§ Work to be completed:
Copy every line of the material below word for word.

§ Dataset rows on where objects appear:
------------

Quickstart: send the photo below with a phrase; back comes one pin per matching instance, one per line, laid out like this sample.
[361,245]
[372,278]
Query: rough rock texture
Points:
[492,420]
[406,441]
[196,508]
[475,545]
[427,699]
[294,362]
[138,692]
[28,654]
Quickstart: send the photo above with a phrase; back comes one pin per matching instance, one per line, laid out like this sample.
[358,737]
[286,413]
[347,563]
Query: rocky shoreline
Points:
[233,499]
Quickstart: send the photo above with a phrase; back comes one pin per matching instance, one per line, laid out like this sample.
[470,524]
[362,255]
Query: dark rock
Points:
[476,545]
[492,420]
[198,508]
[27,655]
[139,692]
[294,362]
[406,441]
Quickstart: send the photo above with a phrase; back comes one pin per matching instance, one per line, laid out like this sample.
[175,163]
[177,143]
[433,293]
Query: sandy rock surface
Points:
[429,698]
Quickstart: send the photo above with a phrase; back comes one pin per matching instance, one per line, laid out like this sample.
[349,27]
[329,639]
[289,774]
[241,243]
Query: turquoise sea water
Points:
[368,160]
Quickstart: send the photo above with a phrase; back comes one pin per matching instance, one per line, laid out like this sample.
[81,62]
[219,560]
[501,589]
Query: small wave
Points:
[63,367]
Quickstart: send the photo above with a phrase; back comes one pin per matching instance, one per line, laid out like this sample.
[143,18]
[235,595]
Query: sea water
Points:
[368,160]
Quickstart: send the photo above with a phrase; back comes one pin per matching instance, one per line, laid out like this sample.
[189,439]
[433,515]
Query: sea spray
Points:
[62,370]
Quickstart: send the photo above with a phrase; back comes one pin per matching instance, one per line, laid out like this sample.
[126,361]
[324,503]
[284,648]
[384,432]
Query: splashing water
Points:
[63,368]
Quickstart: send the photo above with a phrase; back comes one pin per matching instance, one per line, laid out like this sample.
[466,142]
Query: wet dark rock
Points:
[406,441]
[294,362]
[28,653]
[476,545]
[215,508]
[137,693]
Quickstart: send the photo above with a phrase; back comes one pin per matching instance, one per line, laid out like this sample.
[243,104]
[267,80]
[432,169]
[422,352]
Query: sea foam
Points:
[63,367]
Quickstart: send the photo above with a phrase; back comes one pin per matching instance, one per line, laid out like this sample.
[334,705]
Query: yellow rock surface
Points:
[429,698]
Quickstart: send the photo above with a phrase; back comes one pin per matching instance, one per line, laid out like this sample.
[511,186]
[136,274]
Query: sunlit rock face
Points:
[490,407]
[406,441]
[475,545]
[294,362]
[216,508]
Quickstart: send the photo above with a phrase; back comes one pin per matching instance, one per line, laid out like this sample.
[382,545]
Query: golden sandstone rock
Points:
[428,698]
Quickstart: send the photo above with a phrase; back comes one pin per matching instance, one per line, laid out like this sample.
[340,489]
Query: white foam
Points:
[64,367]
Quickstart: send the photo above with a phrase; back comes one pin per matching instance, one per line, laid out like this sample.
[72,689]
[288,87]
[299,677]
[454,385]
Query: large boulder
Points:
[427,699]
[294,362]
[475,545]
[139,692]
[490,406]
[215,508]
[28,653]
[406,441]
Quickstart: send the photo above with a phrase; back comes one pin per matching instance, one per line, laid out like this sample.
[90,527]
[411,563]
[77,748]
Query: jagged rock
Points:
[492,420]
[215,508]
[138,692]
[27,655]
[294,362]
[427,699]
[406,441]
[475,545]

------------

§ Response:
Quickstart: send the photo below with a phrase; back comes one pin per matching instance, one per line, laid out like this sample.
[361,245]
[372,278]
Query: rough rock texture
Points:
[492,420]
[406,441]
[196,508]
[475,545]
[427,699]
[294,362]
[138,692]
[28,654]
Quickstart: send the photo above with a phrase; back comes one pin per matching instance, one per line, laid out like this sample.
[358,737]
[286,413]
[347,563]
Query: rocky shoreline
Points:
[233,499]
Quickstart: send the photo above with a phrase; back comes one pin per matching instance, one per line, laid out like this sample.
[470,524]
[362,255]
Query: dark rock
Points:
[476,545]
[492,420]
[198,508]
[27,655]
[139,692]
[294,362]
[406,441]
Quickstart: send the photo above with a phrase; back comes one pin per matching instance, one per line, laid out like this sample.
[175,163]
[177,143]
[433,293]
Query: sandy rock surface
Points:
[429,698]
Quickstart: send the photo above with a phrase; back comes one pin per matching instance, one per line, laid out like this sample.
[349,27]
[329,639]
[289,774]
[241,243]
Query: turquoise sea water
Points:
[368,160]
Quickstart: send the photo above with a phrase; back comes one pin per matching instance, one per line, laid out like this sample.
[81,62]
[219,560]
[501,589]
Query: small wave
Points:
[63,367]
Quickstart: send the photo above with a phrase; back comes one pin per matching instance, one per line, laid out like this sample.
[143,18]
[235,595]
Query: sea water
Points:
[368,160]
Quickstart: send the photo above with a phrase; back comes one pin per matching instance, one per line, laid out like this sample.
[189,439]
[433,515]
Query: sea spray
Points:
[62,370]
Quickstart: send the photo above with a phrase; back comes one pin per matching instance, one per line, laid out like this sample.
[126,361]
[324,503]
[284,648]
[384,432]
Query: splashing water
Points:
[63,368]
Quickstart: send the photo above with a phrase; back comes one pin per matching instance, one per line, laid out like this sample.
[466,142]
Query: wet dark rock
Points:
[406,441]
[294,362]
[28,653]
[476,545]
[215,508]
[137,693]
Quickstart: send the photo above with a phrase; back comes one pin per matching instance, one per line, laid out like this sample.
[243,104]
[267,80]
[432,169]
[422,352]
Query: sea foam
Points:
[63,367]
Quickstart: send the photo above with a phrase; back comes one pin per matching instance, one per line, laid out like this sample.
[334,705]
Query: yellow rock surface
Points:
[429,698]
Quickstart: send the photo above with a phrase; back comes one pin per matching instance, one per line, laid out like this sample.
[511,186]
[136,274]
Query: sunlit rock face
Points:
[490,407]
[406,441]
[475,545]
[294,362]
[216,508]
Quickstart: send the photo above with a phrase; back comes one pin per matching instance, one per line, laid out like this sample.
[382,545]
Query: golden sandstone rock
Points:
[428,698]
Quickstart: send the photo above with a phrase; back comes one pin per matching instance, one per line, laid out like this sample.
[340,489]
Query: white foam
Points:
[64,367]
Quickstart: send the photo above with a phrase; back comes one pin per matching instance, one per line, laid out like this sample.
[72,689]
[288,87]
[299,677]
[454,385]
Query: large boulder
Points:
[427,699]
[294,362]
[475,545]
[139,692]
[490,406]
[215,508]
[28,653]
[406,441]
Quickstart: send the photo above with a phrase; back comes one pin per matching instance, one per line, laid out like this sample.
[90,527]
[411,563]
[77,748]
Query: jagged rock
Points:
[492,420]
[215,508]
[138,692]
[27,655]
[294,362]
[427,699]
[406,441]
[475,545]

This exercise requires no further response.